▶ _Instructions for the task_
Look through the entries. Copy each line that has the word "baby".

START Records for this exercise

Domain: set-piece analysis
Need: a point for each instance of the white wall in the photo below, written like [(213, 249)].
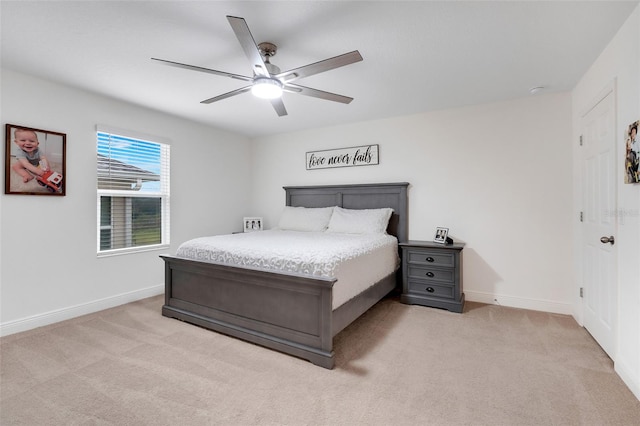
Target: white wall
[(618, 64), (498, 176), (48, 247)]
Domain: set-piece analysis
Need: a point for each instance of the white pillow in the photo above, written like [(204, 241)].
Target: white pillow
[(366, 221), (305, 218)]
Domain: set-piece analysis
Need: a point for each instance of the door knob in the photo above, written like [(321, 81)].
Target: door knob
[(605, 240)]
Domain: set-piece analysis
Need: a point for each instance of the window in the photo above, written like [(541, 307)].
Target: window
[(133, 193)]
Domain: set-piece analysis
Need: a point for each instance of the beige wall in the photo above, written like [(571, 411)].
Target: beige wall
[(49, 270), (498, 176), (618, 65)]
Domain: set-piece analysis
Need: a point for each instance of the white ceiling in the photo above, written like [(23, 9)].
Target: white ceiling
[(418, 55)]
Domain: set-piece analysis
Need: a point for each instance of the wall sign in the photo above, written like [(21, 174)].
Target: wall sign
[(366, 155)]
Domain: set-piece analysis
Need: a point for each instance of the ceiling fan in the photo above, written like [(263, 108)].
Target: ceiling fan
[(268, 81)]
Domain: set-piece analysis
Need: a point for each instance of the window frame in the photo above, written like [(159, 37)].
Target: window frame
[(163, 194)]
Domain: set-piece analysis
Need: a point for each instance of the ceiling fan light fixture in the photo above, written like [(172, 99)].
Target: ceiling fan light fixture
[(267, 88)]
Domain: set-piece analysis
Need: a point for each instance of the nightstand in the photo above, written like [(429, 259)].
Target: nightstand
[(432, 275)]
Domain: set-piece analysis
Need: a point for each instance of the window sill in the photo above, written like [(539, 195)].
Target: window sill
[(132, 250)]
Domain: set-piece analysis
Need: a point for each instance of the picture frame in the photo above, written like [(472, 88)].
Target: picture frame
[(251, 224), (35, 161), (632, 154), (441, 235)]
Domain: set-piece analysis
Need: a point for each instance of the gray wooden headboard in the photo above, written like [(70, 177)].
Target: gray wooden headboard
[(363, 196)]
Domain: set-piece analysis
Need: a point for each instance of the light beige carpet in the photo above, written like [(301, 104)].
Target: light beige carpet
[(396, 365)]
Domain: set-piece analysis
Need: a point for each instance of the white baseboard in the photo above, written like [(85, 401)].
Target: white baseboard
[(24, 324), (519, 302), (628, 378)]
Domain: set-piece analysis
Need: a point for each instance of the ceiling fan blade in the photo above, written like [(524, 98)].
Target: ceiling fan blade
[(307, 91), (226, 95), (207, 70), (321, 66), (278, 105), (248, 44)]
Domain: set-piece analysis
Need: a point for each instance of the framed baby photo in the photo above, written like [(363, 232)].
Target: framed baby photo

END Records for this exercise

▶ _Reply to the task_
Need: a point for each instance of the framed baby photo in the photo above, written like [(363, 232)].
Target: framed baby photo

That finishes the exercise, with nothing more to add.